-------- Data in this exercise
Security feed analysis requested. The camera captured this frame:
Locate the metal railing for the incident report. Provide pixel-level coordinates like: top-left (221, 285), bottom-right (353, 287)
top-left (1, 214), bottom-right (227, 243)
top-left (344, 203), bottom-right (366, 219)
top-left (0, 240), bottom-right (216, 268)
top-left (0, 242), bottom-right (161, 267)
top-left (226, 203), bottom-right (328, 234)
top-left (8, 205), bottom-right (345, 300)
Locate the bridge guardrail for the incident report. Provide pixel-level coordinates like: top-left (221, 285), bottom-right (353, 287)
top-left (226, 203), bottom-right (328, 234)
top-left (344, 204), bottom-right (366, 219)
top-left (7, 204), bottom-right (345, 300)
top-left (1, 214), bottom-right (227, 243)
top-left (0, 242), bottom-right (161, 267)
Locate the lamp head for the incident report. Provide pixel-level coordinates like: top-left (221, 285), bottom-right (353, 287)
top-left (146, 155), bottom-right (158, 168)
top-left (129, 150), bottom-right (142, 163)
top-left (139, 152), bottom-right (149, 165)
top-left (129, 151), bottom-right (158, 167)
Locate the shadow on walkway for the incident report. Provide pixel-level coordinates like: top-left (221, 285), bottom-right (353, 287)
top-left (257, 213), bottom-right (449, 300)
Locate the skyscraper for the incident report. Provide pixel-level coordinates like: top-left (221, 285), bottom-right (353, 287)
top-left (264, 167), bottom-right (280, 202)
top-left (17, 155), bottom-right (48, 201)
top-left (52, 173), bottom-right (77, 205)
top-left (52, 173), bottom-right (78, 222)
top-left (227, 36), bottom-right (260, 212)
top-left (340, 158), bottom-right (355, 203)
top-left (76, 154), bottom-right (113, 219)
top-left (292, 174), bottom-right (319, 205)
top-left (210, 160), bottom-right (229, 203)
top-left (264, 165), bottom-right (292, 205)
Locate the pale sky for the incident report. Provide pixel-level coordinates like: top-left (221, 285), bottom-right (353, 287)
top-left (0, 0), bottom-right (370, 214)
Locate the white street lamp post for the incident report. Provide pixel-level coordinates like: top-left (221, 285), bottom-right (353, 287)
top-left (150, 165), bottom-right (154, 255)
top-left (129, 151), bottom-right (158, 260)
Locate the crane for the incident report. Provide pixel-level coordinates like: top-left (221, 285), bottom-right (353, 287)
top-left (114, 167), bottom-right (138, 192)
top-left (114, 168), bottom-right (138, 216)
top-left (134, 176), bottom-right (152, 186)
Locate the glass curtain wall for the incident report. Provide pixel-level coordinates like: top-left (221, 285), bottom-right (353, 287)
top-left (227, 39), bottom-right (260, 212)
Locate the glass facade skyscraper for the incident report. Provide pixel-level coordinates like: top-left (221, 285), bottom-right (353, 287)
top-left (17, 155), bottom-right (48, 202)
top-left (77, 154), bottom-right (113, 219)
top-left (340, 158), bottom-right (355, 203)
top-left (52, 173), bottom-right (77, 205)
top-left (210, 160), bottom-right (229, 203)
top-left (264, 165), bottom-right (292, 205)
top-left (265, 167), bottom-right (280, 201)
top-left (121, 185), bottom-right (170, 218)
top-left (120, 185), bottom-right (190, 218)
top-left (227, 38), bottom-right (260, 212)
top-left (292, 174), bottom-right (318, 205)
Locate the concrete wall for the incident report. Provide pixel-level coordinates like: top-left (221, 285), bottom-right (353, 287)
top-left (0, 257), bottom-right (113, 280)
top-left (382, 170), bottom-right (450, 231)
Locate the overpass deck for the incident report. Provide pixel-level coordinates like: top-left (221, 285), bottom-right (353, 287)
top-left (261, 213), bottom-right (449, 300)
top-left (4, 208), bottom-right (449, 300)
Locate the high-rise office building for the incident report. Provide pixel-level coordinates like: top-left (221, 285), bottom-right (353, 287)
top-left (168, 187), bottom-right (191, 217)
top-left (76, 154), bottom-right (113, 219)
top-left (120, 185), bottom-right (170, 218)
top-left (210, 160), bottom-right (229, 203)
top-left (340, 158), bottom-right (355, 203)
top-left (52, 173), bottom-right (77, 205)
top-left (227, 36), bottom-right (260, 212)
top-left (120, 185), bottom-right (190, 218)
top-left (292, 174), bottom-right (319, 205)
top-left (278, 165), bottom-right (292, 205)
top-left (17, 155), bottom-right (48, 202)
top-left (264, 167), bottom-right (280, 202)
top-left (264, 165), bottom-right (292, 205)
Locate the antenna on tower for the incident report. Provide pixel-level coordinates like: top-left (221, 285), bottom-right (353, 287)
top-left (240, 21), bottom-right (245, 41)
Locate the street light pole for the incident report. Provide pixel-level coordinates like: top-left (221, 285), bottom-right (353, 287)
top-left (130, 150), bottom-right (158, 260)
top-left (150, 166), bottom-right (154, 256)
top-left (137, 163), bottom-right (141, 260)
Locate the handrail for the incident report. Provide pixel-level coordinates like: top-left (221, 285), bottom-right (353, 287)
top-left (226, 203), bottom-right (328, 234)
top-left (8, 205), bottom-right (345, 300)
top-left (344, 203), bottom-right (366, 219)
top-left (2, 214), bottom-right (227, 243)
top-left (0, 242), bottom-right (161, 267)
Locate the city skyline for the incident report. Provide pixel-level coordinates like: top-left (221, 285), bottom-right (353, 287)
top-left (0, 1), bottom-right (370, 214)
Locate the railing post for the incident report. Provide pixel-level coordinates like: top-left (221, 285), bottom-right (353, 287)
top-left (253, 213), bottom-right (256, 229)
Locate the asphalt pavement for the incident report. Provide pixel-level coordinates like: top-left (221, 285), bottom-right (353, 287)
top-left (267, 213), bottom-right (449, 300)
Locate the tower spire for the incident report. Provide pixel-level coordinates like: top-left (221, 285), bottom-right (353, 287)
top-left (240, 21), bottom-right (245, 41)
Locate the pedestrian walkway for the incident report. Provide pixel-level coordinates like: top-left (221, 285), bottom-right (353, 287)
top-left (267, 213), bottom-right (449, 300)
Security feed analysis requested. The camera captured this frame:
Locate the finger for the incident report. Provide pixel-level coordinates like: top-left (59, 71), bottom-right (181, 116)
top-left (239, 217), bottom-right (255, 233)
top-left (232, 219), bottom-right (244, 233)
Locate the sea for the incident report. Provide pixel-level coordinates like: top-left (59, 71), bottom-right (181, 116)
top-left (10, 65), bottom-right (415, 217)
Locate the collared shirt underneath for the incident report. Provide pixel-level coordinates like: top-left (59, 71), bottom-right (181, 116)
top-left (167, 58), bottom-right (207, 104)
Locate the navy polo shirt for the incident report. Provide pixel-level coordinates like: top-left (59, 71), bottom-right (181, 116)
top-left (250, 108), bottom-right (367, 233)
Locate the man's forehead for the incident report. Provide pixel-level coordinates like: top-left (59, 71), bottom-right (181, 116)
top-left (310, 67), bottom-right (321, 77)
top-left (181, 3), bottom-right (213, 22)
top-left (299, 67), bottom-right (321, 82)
----------------
Exercise details ▸ Transcribe the records. Keep every word exactly as it stands.

Solution to this problem ▸
Security feed analysis requested. The camera captured this frame:
Locate the metal railing for the incident report. Provide pixel-level coordinates like: top-left (221, 285), bottom-right (353, 287)
top-left (1, 214), bottom-right (227, 243)
top-left (344, 203), bottom-right (366, 219)
top-left (0, 240), bottom-right (216, 268)
top-left (0, 242), bottom-right (161, 267)
top-left (226, 203), bottom-right (328, 234)
top-left (8, 205), bottom-right (345, 300)
Locate the bridge guardrail for the incident report. Provide pixel-level coordinates like: top-left (221, 285), bottom-right (353, 287)
top-left (226, 203), bottom-right (328, 234)
top-left (344, 204), bottom-right (366, 219)
top-left (7, 204), bottom-right (345, 300)
top-left (1, 214), bottom-right (227, 243)
top-left (0, 242), bottom-right (161, 267)
Locate the lamp head for the incident report. Provide pixel-level coordinates like: top-left (221, 285), bottom-right (353, 287)
top-left (146, 155), bottom-right (158, 168)
top-left (129, 150), bottom-right (142, 163)
top-left (139, 152), bottom-right (149, 165)
top-left (129, 151), bottom-right (158, 167)
Locate the shadow on walkway for the incident report. Provide pixel-level coordinates like: top-left (221, 285), bottom-right (353, 287)
top-left (257, 213), bottom-right (449, 300)
Locate the skyscraper for the incident report. Provide pixel-level coordinates like: top-left (221, 285), bottom-right (353, 287)
top-left (264, 167), bottom-right (280, 202)
top-left (17, 155), bottom-right (48, 201)
top-left (52, 173), bottom-right (77, 205)
top-left (52, 173), bottom-right (78, 222)
top-left (227, 36), bottom-right (260, 212)
top-left (340, 158), bottom-right (355, 203)
top-left (76, 154), bottom-right (113, 219)
top-left (292, 174), bottom-right (319, 205)
top-left (210, 160), bottom-right (229, 203)
top-left (264, 165), bottom-right (292, 205)
Locate the pale sky for the incident report. Provide pixel-level coordinates like: top-left (221, 285), bottom-right (353, 287)
top-left (0, 0), bottom-right (370, 214)
Locate the white street lamp post for the incident report. Provide pixel-level coordinates like: top-left (221, 285), bottom-right (353, 287)
top-left (150, 165), bottom-right (154, 255)
top-left (129, 151), bottom-right (158, 260)
Locate the crane for the incident report. Provide pixel-level coordinates like: top-left (221, 285), bottom-right (353, 287)
top-left (114, 167), bottom-right (138, 192)
top-left (114, 168), bottom-right (138, 216)
top-left (134, 176), bottom-right (152, 186)
Locate the glass curtain wall for the incident report. Provide pixel-level coordinates like: top-left (221, 285), bottom-right (353, 287)
top-left (227, 39), bottom-right (260, 212)
Locate the glass facade skyscraper for the incident report. Provide pixel-level coordinates like: top-left (221, 285), bottom-right (353, 287)
top-left (17, 155), bottom-right (48, 202)
top-left (77, 154), bottom-right (113, 219)
top-left (340, 158), bottom-right (355, 203)
top-left (52, 173), bottom-right (77, 205)
top-left (210, 160), bottom-right (229, 203)
top-left (264, 165), bottom-right (292, 205)
top-left (265, 167), bottom-right (280, 201)
top-left (121, 185), bottom-right (170, 218)
top-left (120, 185), bottom-right (190, 218)
top-left (227, 38), bottom-right (260, 212)
top-left (292, 174), bottom-right (318, 205)
Locate the concrete wall for the incident report. Provide pixel-level coordinates like: top-left (221, 285), bottom-right (353, 287)
top-left (0, 257), bottom-right (113, 280)
top-left (382, 170), bottom-right (450, 231)
Locate the overpass deck for the incident report. Provide pixel-level coordinates like: top-left (221, 285), bottom-right (353, 287)
top-left (261, 213), bottom-right (449, 300)
top-left (4, 208), bottom-right (449, 300)
Locate the high-rise office building for the incident report. Provide pixel-level coordinates like: top-left (221, 285), bottom-right (353, 287)
top-left (168, 187), bottom-right (191, 217)
top-left (76, 154), bottom-right (113, 219)
top-left (120, 185), bottom-right (170, 218)
top-left (210, 160), bottom-right (229, 203)
top-left (340, 158), bottom-right (355, 203)
top-left (52, 173), bottom-right (77, 205)
top-left (227, 36), bottom-right (260, 212)
top-left (120, 185), bottom-right (190, 218)
top-left (292, 174), bottom-right (319, 205)
top-left (278, 165), bottom-right (292, 205)
top-left (17, 155), bottom-right (48, 202)
top-left (264, 167), bottom-right (280, 202)
top-left (264, 165), bottom-right (292, 205)
Locate the antenna on tower for the incident report. Provide pixel-level coordinates like: top-left (221, 285), bottom-right (353, 287)
top-left (240, 21), bottom-right (245, 41)
Locate the street light pole for the incident report. Provide pixel-level coordinates like: top-left (221, 285), bottom-right (353, 287)
top-left (130, 150), bottom-right (158, 260)
top-left (150, 166), bottom-right (154, 256)
top-left (137, 163), bottom-right (141, 260)
Locate the handrail for the incident report. Provide pixel-level coordinates like: top-left (221, 285), bottom-right (353, 287)
top-left (226, 203), bottom-right (328, 234)
top-left (8, 205), bottom-right (345, 300)
top-left (344, 203), bottom-right (366, 219)
top-left (2, 214), bottom-right (227, 243)
top-left (0, 242), bottom-right (161, 267)
Locate the city skyline for the incident report. Provide pixel-level coordinates like: top-left (221, 285), bottom-right (353, 287)
top-left (0, 1), bottom-right (370, 214)
Locate the railing post for the incident report. Provide pixel-level coordinates like: top-left (221, 285), bottom-right (353, 287)
top-left (253, 213), bottom-right (256, 229)
Locate the asphalt pavement for the incident report. Provide pixel-level coordinates like: top-left (221, 285), bottom-right (353, 287)
top-left (267, 213), bottom-right (449, 300)
Locate the tower spire for the incident report. Provide pixel-level coordinates like: top-left (221, 285), bottom-right (353, 287)
top-left (240, 21), bottom-right (245, 41)
Locate the pedestrian walkway for the incident report. Provide pixel-level coordinates like: top-left (221, 285), bottom-right (353, 287)
top-left (267, 213), bottom-right (449, 300)
Security feed analysis requested. The camera captured this frame:
Locate the finger for the incident report. Provide pixel-level coordinates like: top-left (59, 71), bottom-right (181, 116)
top-left (239, 217), bottom-right (255, 233)
top-left (232, 219), bottom-right (244, 233)
Locate the sea for the incident report. Provide pixel-level coordinates like: top-left (59, 71), bottom-right (181, 116)
top-left (10, 65), bottom-right (415, 217)
Locate the collared shirt underneath for the incident report. Provide pixel-level coordinates like: top-left (59, 71), bottom-right (181, 116)
top-left (167, 58), bottom-right (207, 104)
Locate the navy polo shirt for the incident report. Provide pixel-level coordinates like: top-left (59, 71), bottom-right (181, 116)
top-left (250, 108), bottom-right (367, 233)
Locate the man's forehead for the incident report. Provide pixel-level coordinates like: top-left (59, 71), bottom-right (181, 116)
top-left (310, 67), bottom-right (321, 77)
top-left (181, 3), bottom-right (213, 22)
top-left (299, 67), bottom-right (321, 82)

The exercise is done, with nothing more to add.